Description of the task
Reproduce all of the data word for word.

[Referring expression pointing data]
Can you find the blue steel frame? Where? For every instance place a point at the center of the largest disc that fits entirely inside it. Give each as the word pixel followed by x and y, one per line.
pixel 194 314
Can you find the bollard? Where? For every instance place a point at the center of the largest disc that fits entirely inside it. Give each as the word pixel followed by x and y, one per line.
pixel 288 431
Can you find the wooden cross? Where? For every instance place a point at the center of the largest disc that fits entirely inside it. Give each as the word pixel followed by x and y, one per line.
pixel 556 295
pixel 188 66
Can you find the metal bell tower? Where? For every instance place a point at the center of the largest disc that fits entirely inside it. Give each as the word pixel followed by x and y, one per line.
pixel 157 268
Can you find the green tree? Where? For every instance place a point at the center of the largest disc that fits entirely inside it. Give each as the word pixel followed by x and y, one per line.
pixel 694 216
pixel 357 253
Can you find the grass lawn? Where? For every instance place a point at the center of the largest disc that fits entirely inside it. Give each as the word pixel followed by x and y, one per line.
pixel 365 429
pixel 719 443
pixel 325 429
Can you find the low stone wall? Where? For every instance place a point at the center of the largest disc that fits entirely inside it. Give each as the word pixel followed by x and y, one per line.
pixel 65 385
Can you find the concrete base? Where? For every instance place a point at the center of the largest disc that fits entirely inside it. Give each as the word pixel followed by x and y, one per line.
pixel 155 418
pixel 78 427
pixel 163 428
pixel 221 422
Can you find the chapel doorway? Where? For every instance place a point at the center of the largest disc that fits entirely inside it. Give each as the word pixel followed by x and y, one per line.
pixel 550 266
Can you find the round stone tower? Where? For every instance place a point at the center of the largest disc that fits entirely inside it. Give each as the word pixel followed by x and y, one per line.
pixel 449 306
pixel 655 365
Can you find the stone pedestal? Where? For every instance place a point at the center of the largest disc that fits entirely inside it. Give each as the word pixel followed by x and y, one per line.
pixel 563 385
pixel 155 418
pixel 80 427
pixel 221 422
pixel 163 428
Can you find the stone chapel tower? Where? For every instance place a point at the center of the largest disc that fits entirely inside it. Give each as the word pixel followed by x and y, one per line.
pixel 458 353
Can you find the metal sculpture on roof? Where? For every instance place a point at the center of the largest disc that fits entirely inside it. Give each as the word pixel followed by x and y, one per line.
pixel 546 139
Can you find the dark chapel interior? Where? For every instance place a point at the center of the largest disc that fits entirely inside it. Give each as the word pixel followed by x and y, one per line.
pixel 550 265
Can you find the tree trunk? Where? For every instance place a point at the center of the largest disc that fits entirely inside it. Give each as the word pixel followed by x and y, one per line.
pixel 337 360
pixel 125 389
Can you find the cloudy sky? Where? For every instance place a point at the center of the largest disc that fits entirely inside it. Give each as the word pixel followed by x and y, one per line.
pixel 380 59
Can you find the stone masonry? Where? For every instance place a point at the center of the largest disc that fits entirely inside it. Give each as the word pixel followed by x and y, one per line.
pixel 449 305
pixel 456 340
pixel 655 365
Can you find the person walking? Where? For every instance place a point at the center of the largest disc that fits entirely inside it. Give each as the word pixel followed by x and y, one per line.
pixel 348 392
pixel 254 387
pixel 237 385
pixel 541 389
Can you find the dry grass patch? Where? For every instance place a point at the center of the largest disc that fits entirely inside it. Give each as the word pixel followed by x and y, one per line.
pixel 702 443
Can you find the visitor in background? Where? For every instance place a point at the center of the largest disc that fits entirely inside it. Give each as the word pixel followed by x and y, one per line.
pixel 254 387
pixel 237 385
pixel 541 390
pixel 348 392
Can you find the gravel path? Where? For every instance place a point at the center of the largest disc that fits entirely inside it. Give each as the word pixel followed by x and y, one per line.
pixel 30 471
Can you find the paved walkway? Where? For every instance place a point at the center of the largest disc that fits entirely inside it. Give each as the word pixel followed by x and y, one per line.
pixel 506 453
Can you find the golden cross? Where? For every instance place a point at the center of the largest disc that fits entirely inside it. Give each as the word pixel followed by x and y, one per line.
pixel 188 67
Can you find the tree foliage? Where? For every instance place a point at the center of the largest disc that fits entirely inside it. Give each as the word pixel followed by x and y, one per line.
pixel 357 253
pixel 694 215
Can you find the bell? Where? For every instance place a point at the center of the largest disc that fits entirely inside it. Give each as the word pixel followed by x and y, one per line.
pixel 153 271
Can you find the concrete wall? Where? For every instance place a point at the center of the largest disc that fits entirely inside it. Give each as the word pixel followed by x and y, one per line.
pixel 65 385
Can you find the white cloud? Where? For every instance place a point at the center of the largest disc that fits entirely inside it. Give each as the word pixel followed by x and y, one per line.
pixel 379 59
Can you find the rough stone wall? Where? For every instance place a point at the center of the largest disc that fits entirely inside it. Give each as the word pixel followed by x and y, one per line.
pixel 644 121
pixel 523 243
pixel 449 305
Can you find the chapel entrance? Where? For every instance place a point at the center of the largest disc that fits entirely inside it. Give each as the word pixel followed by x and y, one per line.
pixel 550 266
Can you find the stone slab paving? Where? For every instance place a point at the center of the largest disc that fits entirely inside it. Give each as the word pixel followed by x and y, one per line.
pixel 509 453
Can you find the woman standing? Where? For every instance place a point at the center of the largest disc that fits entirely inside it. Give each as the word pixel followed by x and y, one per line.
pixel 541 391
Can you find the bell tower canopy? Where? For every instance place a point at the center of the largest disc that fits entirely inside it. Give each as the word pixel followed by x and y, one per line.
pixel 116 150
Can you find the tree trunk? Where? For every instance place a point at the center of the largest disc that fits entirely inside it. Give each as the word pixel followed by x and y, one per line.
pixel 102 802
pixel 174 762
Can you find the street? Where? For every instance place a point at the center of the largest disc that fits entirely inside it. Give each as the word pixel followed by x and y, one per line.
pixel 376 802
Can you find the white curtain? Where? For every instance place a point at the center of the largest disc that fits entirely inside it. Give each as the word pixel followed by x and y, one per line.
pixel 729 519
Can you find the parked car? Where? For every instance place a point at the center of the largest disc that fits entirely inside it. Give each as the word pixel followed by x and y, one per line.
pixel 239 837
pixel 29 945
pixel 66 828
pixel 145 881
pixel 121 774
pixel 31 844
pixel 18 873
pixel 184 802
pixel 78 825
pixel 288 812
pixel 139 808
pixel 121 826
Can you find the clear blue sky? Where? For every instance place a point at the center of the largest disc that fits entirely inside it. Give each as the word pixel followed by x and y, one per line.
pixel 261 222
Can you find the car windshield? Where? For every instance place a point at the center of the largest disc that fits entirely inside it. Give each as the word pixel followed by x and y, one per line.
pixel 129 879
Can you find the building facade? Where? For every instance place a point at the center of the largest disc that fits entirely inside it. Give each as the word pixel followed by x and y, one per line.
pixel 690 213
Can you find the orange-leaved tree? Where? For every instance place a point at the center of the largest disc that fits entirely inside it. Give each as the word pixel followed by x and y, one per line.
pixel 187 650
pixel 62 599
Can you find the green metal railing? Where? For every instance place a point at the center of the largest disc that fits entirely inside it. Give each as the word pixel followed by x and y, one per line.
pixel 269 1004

Answer section
Can you find the blue steel frame? Where? For every instance place a point at the center of the largest disc that fits entirely inside it. Give each as the word pixel followed by x and y, one per line.
pixel 194 314
Can you find the bollard? Where? For every instance place a point at the center of the largest disc that fits entirely inside it. Give each as the word pixel followed by x and y, one per line.
pixel 288 431
Can you find the wooden cross? Where? For every instance place a point at the center of the largest disc that fits entirely inside it. Give each as the word pixel followed by x and y, one per line.
pixel 556 295
pixel 188 66
Can you find the metal bell tower? Where? For every instance place a point at the center of the largest disc that fits entirely inside it. Give each as the word pixel followed by x and y, one per line.
pixel 157 268
Can you find the green tree? Where? For every instance place a point at the center of the largest disc that fits entirely inside it. Give each as the word pixel followed by x and y, one per line.
pixel 694 216
pixel 357 253
Can you find the grass lawn? Where? For every instance place a point at the center of the largest disc that fits entirely inside it. Give each as the word pixel followed by x and y, one per line.
pixel 365 429
pixel 719 443
pixel 325 429
Can you find the low stone wall? Where? For every instance place a point at the center of the largest disc that fits entirely inside it. Give each as the word pixel followed by x and y, one per line.
pixel 65 385
Can you find the concrete base? Where? For every instance place a point at the center of the largest disc that fits entirely inside it. Give each as the word pixel followed by x and y, one per line.
pixel 155 418
pixel 78 427
pixel 163 428
pixel 221 422
Can you find the chapel doorway? Where? For every instance place a point at the center of the largest disc that fits entirely inside it. Give each as the word pixel followed by x and y, one per line.
pixel 550 266
Can you find the round stone tower? Where? For every instance place a point at the center of the largest disc that fits entirely inside it. Give each as the word pixel followed by x and y, one per line.
pixel 449 306
pixel 655 365
Can you find the stone pedestal? Where? For every instance place a point at the center of the largest disc that fits entirely inside it. Give each as the word pixel followed by x and y, one per line.
pixel 563 385
pixel 155 418
pixel 80 427
pixel 221 422
pixel 163 428
Can you find the stone chapel tower? Where? For every instance place a point at the center of the largest disc that fits entirely inside it. Give each as the word pixel followed by x and y, one per line.
pixel 458 353
Can you find the metal sculpture on roof? Where? For every instance place a point at the center of the largest disc that fits entirely inside it. Give each as the word pixel followed by x and y, one per line.
pixel 546 139
Can you find the dark chapel interior? Where? For every instance place a point at the center of the largest disc that fits entirely inside it. Give each as the word pixel followed by x and y, one per line.
pixel 550 265
Can you find the tree trunk? Where? For every instance place a point at the center of the largest disc that fits entirely inside it. Give each as the word pixel followed by x and y, one per line.
pixel 337 360
pixel 125 389
Can you find the cloudy sky? Where? For every instance place a point at the center of the largest disc that fits entirely inside it. Give each as the word pixel followed by x and y, one per line.
pixel 380 59
Can you find the stone masonry? Where? For every instance place a point at the center of the largest disc that fits entirely inside it. Give each as the word pixel followed by x and y, one per line.
pixel 449 305
pixel 456 340
pixel 655 365
Can you find the person walking? Where? For every instance place a point at the center of the largest disc that fits entirely inside it. Give each as the word pixel followed by x and y, one per line.
pixel 348 392
pixel 254 387
pixel 237 385
pixel 541 389
Can you find the dry grass patch? Where? For every instance place a point at the center of the largest disc that fits entirely inside it. Give each as the word pixel followed by x and y, one per line.
pixel 702 443
Can you find the visitor in background? Where? For every instance place a point at the center of the largest disc that fits entirely inside it. Give each as the word pixel followed by x and y, one per line.
pixel 254 387
pixel 237 385
pixel 541 390
pixel 348 392
Can you find the gravel path? Where? For every instance place a point at the center of the largest disc that fits entirely inside it. Give each as the word pixel followed by x and y, one per line.
pixel 30 471
Can you find the paved walkway? Where? For every instance place a point at the center of the largest disc that fits entirely inside it. Give each as the word pixel followed by x and y, one per line.
pixel 506 453
Can you find the golden cross? Where? For every instance place a point at the center of the largest disc that fits entirely inside it. Give each as the word pixel followed by x and y, one per line.
pixel 188 67
Can you find the tree foliage? Where? For every instance place a point at the center of the largest disc that fits entirely inside it. Give each as the word pixel followed by x and y, one per line.
pixel 357 253
pixel 694 215
Can you find the bell? Where? For every instance place a point at the center of the largest disc that fits entirely inside it. Give each as the word pixel followed by x and y, one per line.
pixel 153 271
Can you find the concrete wall? Where? For every instance place a point at the center of the largest disc that fits entirely inside it. Give each as the word pixel followed by x and y, one per line.
pixel 65 385
Can you find the white cloud? Where? For every instance place a point at the center of the largest disc that fits entirely inside it. Give each as the word pixel followed by x and y, one per line.
pixel 379 59
Can you find the rough stone wall? Where? For every instance place a point at the center of the largest disc that fits entirely inside it. Give each as the word pixel followed by x and y, one per line.
pixel 644 121
pixel 523 243
pixel 449 305
Can you find the chapel entrance? Where? For every instance place a point at the center of the largest disc that fits entirely inside it. Give each as the word pixel followed by x and y, one per line.
pixel 550 266
Can you find the stone slab paving? Where? For every instance place a point at the center of the largest disc that fits entirely inside it. Give each as the word pixel followed by x and y, one per line.
pixel 509 453
Can you find the woman standing? Where? For every instance place a point at the center of the largest disc that fits entirely inside it. Give each as the word pixel followed by x and y, one per line.
pixel 541 391
Can you find the bell tower canopy? Where? For every instance place a point at the center of the largest disc that fits entirely inside it. Give each as the word pixel followed by x and y, one per line.
pixel 116 150
Can you find the tree trunk? Where? For every instance place a point at the center of the largest disc that fits entirely inside it. Give each as the word pixel followed by x and y, one per line.
pixel 102 802
pixel 174 762
Can you find the street? Where? For every instance place a point at the center of the largest disc that fits entirely inside it. Give each as the word pixel followed by x and y, one per line.
pixel 376 802
Can you find the white curtain? Where? For every instance place a point at the center of the largest disc that fits entirely inside it. Give each as the word pixel followed by x and y, one per line.
pixel 729 519
Can you find the parked car? Where? For every instance place a point at the center of the largest disc that fits entirely inside it. Give each as the word pixel followed by x and y, one per line.
pixel 239 837
pixel 29 945
pixel 66 828
pixel 145 881
pixel 121 774
pixel 31 844
pixel 18 873
pixel 184 802
pixel 78 825
pixel 288 812
pixel 139 808
pixel 121 826
Can you find the clear blue sky? Where? For every instance place a point at the center of the largest disc that fits entirely inside it. Give each as the word pixel followed by x and y, one per line.
pixel 261 222
Can you find the car windshield? Where? For every instance place a point at the center of the largest disc that fits entirely inside it. Give each as the word pixel followed by x and y, one per line.
pixel 129 879
Can you find the building facade? Where? For every instance place a point at the center of the largest disc that fits entirely inside it. Give each as the word pixel followed by x and y, one per line.
pixel 690 213
Can you find the orange-leaved tree? Where? For every instance place a point at the center of the largest disc that fits entirely inside it. Give each as the word pixel followed by x and y, one per line.
pixel 187 650
pixel 62 599
Can you find the green metal railing? Where? For every instance place a point at the center of the largest disc that fits entirely inside it. Give each as the word pixel followed by x and y, one per line.
pixel 269 1004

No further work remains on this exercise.